## Material supplied

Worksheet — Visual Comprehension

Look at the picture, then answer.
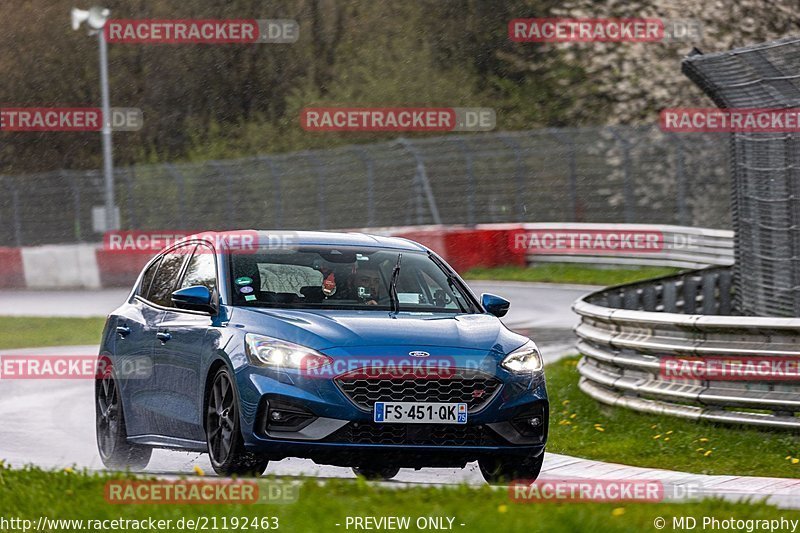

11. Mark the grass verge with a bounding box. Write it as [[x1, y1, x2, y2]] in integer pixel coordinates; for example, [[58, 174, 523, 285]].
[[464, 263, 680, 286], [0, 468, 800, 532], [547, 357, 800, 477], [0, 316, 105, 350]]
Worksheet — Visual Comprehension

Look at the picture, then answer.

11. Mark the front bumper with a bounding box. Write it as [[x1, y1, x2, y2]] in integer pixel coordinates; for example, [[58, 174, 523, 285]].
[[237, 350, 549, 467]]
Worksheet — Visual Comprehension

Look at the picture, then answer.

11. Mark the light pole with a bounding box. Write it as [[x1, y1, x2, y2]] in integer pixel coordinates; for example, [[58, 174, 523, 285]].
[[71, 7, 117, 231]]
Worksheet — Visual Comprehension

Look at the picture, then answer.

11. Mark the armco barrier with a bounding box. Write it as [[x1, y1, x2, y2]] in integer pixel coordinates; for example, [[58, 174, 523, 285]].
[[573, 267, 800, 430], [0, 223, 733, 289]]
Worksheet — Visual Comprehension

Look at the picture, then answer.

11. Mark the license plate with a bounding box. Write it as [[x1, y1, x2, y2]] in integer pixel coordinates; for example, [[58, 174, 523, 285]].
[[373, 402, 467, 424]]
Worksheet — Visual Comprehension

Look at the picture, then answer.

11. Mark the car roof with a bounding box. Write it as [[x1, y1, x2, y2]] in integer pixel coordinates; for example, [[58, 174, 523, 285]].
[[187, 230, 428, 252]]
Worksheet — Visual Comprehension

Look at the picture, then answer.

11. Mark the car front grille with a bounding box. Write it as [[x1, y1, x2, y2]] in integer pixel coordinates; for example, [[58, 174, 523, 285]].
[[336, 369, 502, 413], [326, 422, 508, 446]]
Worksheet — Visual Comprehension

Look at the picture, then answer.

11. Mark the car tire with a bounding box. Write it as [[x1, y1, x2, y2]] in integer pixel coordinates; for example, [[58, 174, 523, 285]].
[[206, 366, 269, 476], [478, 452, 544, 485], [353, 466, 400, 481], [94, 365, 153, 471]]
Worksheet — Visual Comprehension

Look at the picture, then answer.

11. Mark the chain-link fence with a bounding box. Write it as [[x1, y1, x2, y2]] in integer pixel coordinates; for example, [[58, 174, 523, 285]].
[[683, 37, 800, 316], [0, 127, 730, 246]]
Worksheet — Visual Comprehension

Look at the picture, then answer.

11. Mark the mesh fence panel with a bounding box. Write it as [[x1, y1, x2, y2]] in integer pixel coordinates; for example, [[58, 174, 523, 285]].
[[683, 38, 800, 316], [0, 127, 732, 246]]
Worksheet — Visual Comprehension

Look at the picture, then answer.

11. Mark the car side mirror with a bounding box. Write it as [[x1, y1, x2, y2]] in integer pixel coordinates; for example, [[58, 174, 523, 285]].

## Exercise
Please retype all of the data above word for word, leaving the pictures out.

## Solution to this task
Worksheet — Visual Comprehension

Look at the picture, then answer.

11. Mark the grass verge with a bounding box. Write it as [[x1, y1, x2, y2]] in integer pixel coordinates; for example, [[58, 174, 523, 285]].
[[464, 263, 680, 286], [0, 468, 800, 532], [547, 357, 800, 477], [0, 316, 105, 350]]
Worksheet — Visual Comprehension

Look at the picture, then answer.

11. Mark the front bumper with a bounding box. Write it as [[x1, y1, x2, y2]] in integer pixel coordinates; for example, [[58, 174, 523, 285]].
[[237, 350, 549, 467]]
Worksheet — Visual Comprehension

Look at the picture, then answer.

11. Mark the light pole with a bounding box. Write it as [[x1, y1, x2, y2]] in integer pixel coordinates; for example, [[58, 174, 523, 285]].
[[71, 7, 117, 231]]
Worksheet — Visual Comprehension

Look at the picture, then answer.

11. Mark the armco barrier with a bounding box. Write it as [[x1, y1, x2, y2]] in integer pixel coordinates; for example, [[58, 174, 523, 285]].
[[573, 267, 800, 430], [0, 223, 733, 289]]
Worksheet — Visual Comprehension

Look at the picture, then answer.

11. Mark the license plate with a bounding box. Write it as [[x1, y1, x2, y2]] in integer pixel coordinates; for example, [[58, 174, 523, 285]].
[[373, 402, 467, 424]]
Worksheet — Visual Comprehension

Look at the picture, then answer.

11. Mark the car roof with a bounding box. Write it as [[x1, y1, x2, y2]] in integer pixel coordinates; for example, [[58, 174, 523, 285]].
[[187, 230, 428, 252]]
Worksheet — Visual Comprehension

Look at the picture, then answer.

11. Mark the car front grille with a bounding box. Write it as [[x1, y1, x2, y2]] in integer pixel coordinates; for example, [[58, 174, 523, 285]].
[[336, 369, 502, 413], [326, 422, 508, 446]]
Worksheet — Visual Comprehension

Look at the picture, then answer.

11. Mark the car tire with a bounding box. Write it as [[x1, y1, x2, y2]] in integer pixel coordinates; for example, [[58, 174, 523, 285]].
[[206, 366, 269, 476], [478, 452, 544, 485], [353, 466, 400, 481], [94, 365, 153, 471]]
Worksheet — Visual Comprehension

Look at the picture, then answer.

11. Mark the chain-link fence with a bounding box. Write it as [[x1, y1, x2, y2]] in integer pixel coordinates; for example, [[58, 174, 523, 285]].
[[683, 37, 800, 316], [0, 127, 730, 246]]
Worksheet — Visual Comprehension

Look at the picture, then answer.

11. Mark the mesh fence panel with a bounding box. Write it as [[x1, y1, x2, y2]] in integer pixel coordinates; for example, [[58, 174, 523, 285]].
[[683, 38, 800, 316], [0, 127, 732, 246]]
Worksheet — Visual Comprehension

Look at the picture, then answer.

11. Mark the car side mirror with a bounding box. Write it as [[x1, y1, x2, y2]] in integer pixel coordinates; for example, [[58, 174, 523, 285]].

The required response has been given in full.